◆ **Alıştırma Seti**:
1: Arapça dilbilgisi metninin "İstînâfiyye olarak fasılla" ifadesinden başlayıp "nin mukaddem haberidir." ifadesine kadar, bu ifade de dahil olmak üzere, olan kısmını "kelimesi" yerine "sözcüğü" koyarak yeniden yazın.
2: Lütfen Arapça dilbilgisi metnini kaldığı yerden devam ettirin.

◆ **Seçilmiş Bölüm**:
الْمُتَّقُونَ  sülâsi mücerrede iki harf ilave edilerek mezid yapılan iftiâl babının ism-i failidir.

İsmi fail; eylemi yapan ve gerçekleştiren demektir. Geçici olarak o sıfatı yüklenen isimdir. İsmi fail; hem varlığa (zata) hem de onun sıfatına delalet eden kelimelerdir. (Arapça Dilbilgisi Ayetlerle Nahiv Bilgisi)

 

لَيْسَ الْبِرَّ اَنْ تُوَلُّوا وُجُوهَكُمْ قِبَلَ الْمَشْرِقِ وَالْمَغْرِبِ


İstînâfiyye olarak fasılla gelmiştir.  لَيْسَ ’ nin dahil olduğu sübut ve istimrar ifade eden isim cümlesi faide-i haber ibtidaî kelamdır. 

Cümlede takdim-tehir ve îcâz-ı hazif sanatları vardır.  الْبِرَّ  kelimesi  لَيْسَ ’ nin mukaddem haberidir.

◆ **Kayıtlı Veriler**:
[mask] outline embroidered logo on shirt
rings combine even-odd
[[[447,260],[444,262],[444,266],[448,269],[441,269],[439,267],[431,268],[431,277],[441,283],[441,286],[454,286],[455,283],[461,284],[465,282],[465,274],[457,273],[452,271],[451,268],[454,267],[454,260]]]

◆ **Sonuçlar**:
1:
İstînâfiyye olarak fasılla gelmiştir.  لَيْسَ ’ nin dahil olduğu sübut ve istimrar ifade eden isim cümlesi faide-i haber ibtidaî kelamdır. 

Cümlede takdim-tehir ve îcâz-ı hazif sanatları vardır.  الْبِرَّ  sözcüğü  لَيْسَ ’ nin mukaddem haberidir.

2:
Müsnedin marifeliği vasıflarının kemal derecede olduğuna işarettir. Ayrıca her türlü cinse şamil masdar vezninde gelerek mübalağa ifade etmiştir. 

Masdar harfi  اَنْ  ve akabindeki  تُوَلُّوا وُجُوهَكُمْ قِبَلَ الْمَشْرِقِ وَالْمَغْرِبِ  cümlesi, masdar teviliyle  لَيْسَ ’nin muahhar ismidir. 

Masdar-ı müevvel, muzari fiil sıygasında faide-i haber ibtidaî kelamdır. Muzari fiil, hudûs, teceddüt ve tecessüm ifade etmiştir. Muzari fiil tecessüm özelliği sayesinde muhatabın muhayyilesini harekete geçirerek olayı daha iyi anlamasını sağlar.

Muzari fiilin geldiği hallerde çoğunlukla bu gaye mevcuttur. Muzari fiilin kullanımıyla sahne muhatabın gözünde sanki o anda canlanır. Bu da insanı etkiler. (Fatma Serap Karamollaoğlu, Kur'an Işığında Belâgat Dersleri Meânî İlmi)

الْمَغْرِبِ , tezat nedeniyle  قِبَلَ ‘nin muzafun ileyhi olan  الْمَشْرِقِ ‘ye atfedilmiştir. 

الْمَشْرِقِ - الْمَغْرِبِ  kelimeleri arasında tıbâk-ı îcab, muvazene ve murâât-ı nazir sanatları vardır.

Burada hitap yahudilerle hristiyanlaradır. (Kurtubî, El-Câmi’ li-Ahkâmi’l-Kur’ân)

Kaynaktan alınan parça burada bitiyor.